Übungstext
•••••
Die Berliner Stadtbahn erhält zwei getrennt durchgeführte Gleispaare. Das nördliche Gleispaar ist für den Lokalverkehr bestimmt und wird voraussichtlich noch vor Ablauf dieses Jahres dem Betrieb übergeben werden. Auf dem südlichen Gleispaar sollen die Personenzüge der Dresdener, Potsdamer, Lehrter und Hamburger Bahn zum großen Teil, die der Ostbahn, der Niederschlesisch-Märkischen und der Wetzlarer Bahn sämtlich durch die Stadt geführt werden. Die Eröffnung des Betriebes auf letzterem Gleispaar ist erst im nächsten Frühjahr zu erwarten.
Wie in der Situations-Skizze angedeutet ist, schließen sich die Lokalgleise der Stadtbahn im Süden von Charlottenburg gabelförmig an die Ringbahn an, indem von der daselbst neu angelegten Station Charlottenburg ein Zweig nördlich nach dem Bahnhof Westend (bisher Charlottenburg-Westend genannt) und ein Zweig südlich nach dem Bahnhof Grunewald führt. Von Westen nach Osten fortschreitend folgen an den Lokalgleisen der Stadtbahn die Stationen: Zoologischer Garten, Bellevue, Lehrter Bahnhof, Friedrichstraße, Börse, Alexanderplatz, Jannowitzbrücke und Schlesischer Bahnhof (bisher gewöhnlich als Frankfurter Bahnhof bezeichnet). Von diesen Stationen werden nur die Bahnhöfe Charlottenburg, Friedrichstraße, Alexanderplatz und der Schlesische Bahnhof zugleich als Stationen für den durchgehenden Außenverkehr dienen. Von der Personenhalle des Schlesischen Bahnhofs aus finden die Lokalgleise der Stadtbahn ihre Fortsetzung in einem Gleispaar dieses Bahnhofs, welches unweit der jetzigen Station Stralau sich ebenfalls in zwei entgegengesetzt gerichtete Anschlusskurven spaltet. Die eine derselben leitet in die nördliche Richtung nach Friedrichsberg, die andere in die südliche Richtung nach Treptow über. In dem durch diese Anschlusskurven und durch die Ringbahn gebildeten Dreieck wird eine neue Station Stralau-Rummelsburg errichtet, welche an die Stelle der bisherigen Stationen Stralau und Rummelsburg tritt. Der große äußere Gleisring, welcher Berlin umspannt, wird somit durch die Stadtbahn in einen Nordring und einen Südring zerlegt.
•••••
Bereitgestelltes Material
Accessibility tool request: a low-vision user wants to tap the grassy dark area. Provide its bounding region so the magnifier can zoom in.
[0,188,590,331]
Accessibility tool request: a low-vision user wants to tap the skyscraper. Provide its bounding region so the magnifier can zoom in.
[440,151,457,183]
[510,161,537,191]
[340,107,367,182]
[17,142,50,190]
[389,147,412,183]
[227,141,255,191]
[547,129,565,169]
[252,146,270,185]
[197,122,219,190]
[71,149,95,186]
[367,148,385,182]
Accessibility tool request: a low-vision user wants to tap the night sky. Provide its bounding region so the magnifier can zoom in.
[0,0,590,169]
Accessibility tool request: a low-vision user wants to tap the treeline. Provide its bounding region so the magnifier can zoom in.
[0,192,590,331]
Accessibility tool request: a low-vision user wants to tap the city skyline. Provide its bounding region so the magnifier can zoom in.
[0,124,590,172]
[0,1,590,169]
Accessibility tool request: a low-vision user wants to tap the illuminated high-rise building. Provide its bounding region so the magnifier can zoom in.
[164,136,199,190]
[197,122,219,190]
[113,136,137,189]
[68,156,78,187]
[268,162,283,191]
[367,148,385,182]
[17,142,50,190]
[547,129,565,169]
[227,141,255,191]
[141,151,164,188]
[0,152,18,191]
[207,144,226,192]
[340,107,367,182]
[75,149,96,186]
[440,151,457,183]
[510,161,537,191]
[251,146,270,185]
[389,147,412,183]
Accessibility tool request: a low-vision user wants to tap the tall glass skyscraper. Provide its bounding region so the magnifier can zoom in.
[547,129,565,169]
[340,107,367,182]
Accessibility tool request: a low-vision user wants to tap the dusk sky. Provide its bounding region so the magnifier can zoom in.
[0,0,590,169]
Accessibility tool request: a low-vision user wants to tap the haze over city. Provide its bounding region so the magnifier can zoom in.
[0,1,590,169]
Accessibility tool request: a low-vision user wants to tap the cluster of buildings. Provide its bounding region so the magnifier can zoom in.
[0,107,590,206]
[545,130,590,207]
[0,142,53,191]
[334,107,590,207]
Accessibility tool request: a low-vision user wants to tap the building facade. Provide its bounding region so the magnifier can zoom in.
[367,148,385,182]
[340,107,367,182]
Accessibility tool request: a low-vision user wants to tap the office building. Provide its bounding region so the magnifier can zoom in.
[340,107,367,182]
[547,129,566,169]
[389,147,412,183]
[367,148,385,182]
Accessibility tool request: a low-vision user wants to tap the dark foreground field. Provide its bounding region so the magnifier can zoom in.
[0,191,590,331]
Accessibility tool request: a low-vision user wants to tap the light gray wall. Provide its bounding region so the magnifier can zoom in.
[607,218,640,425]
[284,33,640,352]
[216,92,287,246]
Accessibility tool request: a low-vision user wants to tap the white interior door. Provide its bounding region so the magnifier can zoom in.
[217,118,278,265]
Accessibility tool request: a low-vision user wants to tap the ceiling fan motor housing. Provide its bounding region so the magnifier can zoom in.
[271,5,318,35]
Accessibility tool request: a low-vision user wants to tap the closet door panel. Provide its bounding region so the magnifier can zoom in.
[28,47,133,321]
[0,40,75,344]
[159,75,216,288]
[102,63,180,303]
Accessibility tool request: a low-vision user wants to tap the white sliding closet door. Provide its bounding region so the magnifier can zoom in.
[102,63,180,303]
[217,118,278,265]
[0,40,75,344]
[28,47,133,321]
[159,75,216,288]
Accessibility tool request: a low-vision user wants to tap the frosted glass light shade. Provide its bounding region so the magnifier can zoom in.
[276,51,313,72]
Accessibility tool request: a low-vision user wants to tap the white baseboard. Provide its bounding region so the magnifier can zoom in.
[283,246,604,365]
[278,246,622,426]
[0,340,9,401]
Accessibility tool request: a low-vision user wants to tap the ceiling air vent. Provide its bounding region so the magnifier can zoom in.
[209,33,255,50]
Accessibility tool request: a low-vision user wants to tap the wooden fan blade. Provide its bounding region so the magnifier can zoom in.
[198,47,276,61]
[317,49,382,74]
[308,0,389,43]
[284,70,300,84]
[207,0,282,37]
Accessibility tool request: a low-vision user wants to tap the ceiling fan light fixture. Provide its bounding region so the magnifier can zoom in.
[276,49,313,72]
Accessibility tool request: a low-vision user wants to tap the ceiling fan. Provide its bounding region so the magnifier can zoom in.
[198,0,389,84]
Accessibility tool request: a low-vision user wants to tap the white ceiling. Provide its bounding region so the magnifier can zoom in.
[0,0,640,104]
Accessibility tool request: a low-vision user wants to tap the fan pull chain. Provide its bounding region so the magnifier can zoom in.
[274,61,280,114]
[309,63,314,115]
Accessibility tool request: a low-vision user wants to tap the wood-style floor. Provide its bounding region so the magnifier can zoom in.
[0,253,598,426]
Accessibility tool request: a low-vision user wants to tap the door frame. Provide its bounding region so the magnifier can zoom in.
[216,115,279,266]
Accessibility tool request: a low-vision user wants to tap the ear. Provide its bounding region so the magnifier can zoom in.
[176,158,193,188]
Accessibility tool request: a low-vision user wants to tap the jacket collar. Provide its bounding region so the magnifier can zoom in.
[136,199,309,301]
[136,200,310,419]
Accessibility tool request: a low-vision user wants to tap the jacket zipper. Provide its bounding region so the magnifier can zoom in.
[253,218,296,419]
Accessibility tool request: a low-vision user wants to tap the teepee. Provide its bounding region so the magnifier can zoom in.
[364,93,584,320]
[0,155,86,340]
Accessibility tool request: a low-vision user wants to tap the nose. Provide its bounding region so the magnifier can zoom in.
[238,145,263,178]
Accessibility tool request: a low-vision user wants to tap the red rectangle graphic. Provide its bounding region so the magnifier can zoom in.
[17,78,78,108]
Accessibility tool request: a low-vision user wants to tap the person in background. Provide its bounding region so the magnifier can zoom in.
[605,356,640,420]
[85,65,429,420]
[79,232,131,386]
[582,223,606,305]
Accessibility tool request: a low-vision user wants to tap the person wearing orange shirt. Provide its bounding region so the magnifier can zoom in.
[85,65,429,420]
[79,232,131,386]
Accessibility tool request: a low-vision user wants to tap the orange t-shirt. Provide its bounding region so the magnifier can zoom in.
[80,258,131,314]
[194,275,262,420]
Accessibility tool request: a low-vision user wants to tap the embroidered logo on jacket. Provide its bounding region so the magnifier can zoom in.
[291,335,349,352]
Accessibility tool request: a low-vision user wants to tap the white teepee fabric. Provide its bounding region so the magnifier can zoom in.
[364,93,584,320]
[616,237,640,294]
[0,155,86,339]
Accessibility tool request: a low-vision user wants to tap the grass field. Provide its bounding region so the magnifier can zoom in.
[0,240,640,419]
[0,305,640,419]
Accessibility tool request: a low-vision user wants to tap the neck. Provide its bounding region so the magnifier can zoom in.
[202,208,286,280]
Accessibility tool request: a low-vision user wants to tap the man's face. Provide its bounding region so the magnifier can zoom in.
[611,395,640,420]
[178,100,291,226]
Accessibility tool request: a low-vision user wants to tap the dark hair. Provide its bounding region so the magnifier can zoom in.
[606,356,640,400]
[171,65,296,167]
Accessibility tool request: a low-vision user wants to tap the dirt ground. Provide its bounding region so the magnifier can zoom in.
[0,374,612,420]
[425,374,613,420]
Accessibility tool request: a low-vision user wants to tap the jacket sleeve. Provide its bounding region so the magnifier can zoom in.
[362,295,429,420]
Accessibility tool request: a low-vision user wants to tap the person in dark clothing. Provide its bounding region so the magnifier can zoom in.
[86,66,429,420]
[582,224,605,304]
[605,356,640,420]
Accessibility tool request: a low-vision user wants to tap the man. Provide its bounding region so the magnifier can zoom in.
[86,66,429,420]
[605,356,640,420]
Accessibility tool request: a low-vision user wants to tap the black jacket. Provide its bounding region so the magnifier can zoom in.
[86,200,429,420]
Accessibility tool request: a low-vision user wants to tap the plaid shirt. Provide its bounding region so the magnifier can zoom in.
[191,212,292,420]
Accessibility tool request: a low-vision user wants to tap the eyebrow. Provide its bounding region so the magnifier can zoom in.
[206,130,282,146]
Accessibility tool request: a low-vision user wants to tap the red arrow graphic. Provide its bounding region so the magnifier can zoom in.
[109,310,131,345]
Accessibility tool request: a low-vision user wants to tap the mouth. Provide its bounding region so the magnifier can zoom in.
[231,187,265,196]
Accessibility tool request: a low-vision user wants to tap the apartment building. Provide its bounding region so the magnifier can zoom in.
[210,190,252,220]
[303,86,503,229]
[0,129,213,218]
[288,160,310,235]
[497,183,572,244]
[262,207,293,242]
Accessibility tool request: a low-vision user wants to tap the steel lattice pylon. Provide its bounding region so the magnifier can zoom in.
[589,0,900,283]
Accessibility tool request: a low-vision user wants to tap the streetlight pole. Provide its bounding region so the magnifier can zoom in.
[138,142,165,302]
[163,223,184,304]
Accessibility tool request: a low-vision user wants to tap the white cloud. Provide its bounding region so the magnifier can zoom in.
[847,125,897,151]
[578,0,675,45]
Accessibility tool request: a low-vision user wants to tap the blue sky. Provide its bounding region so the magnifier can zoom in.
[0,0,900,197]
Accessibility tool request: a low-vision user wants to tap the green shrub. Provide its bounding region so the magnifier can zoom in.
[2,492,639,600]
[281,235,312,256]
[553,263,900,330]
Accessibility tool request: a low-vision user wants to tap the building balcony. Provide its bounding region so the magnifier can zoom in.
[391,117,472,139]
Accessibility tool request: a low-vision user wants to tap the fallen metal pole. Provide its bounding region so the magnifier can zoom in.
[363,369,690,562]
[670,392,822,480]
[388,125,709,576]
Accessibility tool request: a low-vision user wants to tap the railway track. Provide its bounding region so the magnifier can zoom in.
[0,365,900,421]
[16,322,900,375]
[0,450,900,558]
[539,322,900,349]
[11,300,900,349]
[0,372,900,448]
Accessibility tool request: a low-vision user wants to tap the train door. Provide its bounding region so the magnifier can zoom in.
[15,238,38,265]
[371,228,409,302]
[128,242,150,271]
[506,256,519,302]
•••••
Aufgabe 1
Welche neue Station soll dem Übungstext zufolge die bisherigen Stationen Stralau und Rummelsburg ersetzen?
Aufgabe 2
Geben Sie den Abschnitt des Übungstextes zwischen „Die Berliner Stadtbahn“ und „Frühjahr zu erwarten.“ einschließlich wortgetreu wieder.

Lösung 1
Die neue Station Stralau-Rummelsburg.

Lösung 2
Die Berliner Stadtbahn erhält zwei getrennt durchgeführte Gleispaare. Das nördliche Gleispaar ist für den Lokalverkehr bestimmt und wird voraussichtlich noch vor Ablauf dieses Jahres dem Betrieb übergeben werden. Auf dem südlichen Gleispaar sollen die Personenzüge der Dresdener, Potsdamer, Lehrter und Hamburger Bahn zum großen Teil, die der Ostbahn, der Niederschlesisch-Märkischen und der Wetzlarer Bahn sämtlich durch die Stadt geführt werden. Die Eröffnung des Betriebes auf letzterem Gleispaar ist erst im nächsten Frühjahr zu erwarten.